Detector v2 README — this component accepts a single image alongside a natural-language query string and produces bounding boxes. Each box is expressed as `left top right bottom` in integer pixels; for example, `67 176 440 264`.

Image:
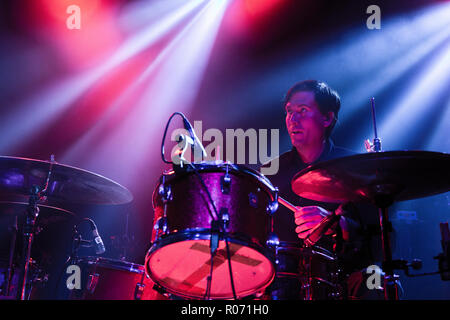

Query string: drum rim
152 162 278 209
76 256 145 274
144 228 276 300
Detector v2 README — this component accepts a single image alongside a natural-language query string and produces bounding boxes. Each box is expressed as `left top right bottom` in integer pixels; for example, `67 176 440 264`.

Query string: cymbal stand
17 154 55 300
17 186 41 300
370 97 398 300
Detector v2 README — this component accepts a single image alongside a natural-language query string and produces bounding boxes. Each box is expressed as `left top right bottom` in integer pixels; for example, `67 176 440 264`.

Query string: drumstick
278 196 300 212
278 196 340 247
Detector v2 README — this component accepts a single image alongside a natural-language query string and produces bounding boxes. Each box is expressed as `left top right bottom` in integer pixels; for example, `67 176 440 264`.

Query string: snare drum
145 163 277 299
67 257 168 300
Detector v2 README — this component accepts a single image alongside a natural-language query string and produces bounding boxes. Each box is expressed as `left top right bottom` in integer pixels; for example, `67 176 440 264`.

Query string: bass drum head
146 235 275 299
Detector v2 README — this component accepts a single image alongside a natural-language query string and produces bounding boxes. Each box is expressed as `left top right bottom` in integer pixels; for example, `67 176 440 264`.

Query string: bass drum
66 257 168 300
267 242 342 300
145 163 277 299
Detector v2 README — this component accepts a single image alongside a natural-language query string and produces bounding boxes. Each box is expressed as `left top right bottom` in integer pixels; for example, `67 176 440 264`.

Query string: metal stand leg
17 186 40 300
378 208 398 300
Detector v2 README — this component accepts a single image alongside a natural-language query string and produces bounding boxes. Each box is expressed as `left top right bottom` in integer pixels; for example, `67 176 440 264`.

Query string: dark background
0 0 450 299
──────────────────────────────
_WHAT THE TASK REQUIRES_
Reproduce all of the material above, switching "Detector v2" to "Detector v3" wherever it occurs and leaving everything else unchanged. Omit the pictures from your answer.

_RESPONSE TO THIS EXERCISE_
Detector v3 README — this component accepts a single image alongside a natural-language query string and produces bounding boxes. Each box is expressed as `left top right bottom` in integer pixels; for example, `67 176 440 264`.

Image:

Query string: drum rim
152 162 278 209
76 256 145 274
144 228 276 300
Detector v3 README — this component accepts a single image alongside a natural-language query string and produces bounding boxes. Each box is expressed as `left top right bottom` in integer pixels; for example, `67 176 440 264`.

Query string: cymbal stand
17 154 55 300
17 186 41 300
370 97 398 300
Detector v3 README — this component accepts a single image alongside a natural-language query string and produces bounding boxes. Each box is expressed as `left top right bottom` in integer pixels; for example, `67 176 440 264`.

Query string: drumstick
278 196 300 212
278 196 340 247
Detector v3 README — this component accepts a single image alongside a natural-language query string and produces bounding boxes. Each box is expressed as `left top right bottom` in integer pixels; for example, `67 176 440 264`.

Query string: snare drum
145 163 277 299
67 257 168 300
Detector v3 README — this component accepts a single image alongside a natural-language query string and produces bounding boxes. Each box is expressed as `left top right bottom` in integer pixels; for example, `67 176 440 264`.

Query string: bass drum head
146 235 275 299
Detector v3 README — this component accepts a single image alongside a natural-language query string and produces bounding boxes. Each box is expressed as `left top right bottom` in integer pixels; for example, `67 176 440 264`.

Query string: bass drum
66 257 168 300
267 242 342 300
145 163 277 299
Detector v3 README — this component accepts a single image alongside a natural-language query string and produces bounding boxes. Each box is expressed as `left top right bottom` in integer pixels; for example, `67 176 440 264`.

Query string: metal stand leg
17 186 40 300
378 208 398 300
Detector v3 README — this component accepts a single image alongside a natural-language query string and produces bounding boxes. Each box is expressed as `left top right bottom` in integer pixels; for example, `67 176 440 264`.

Query string: dark background
0 0 450 299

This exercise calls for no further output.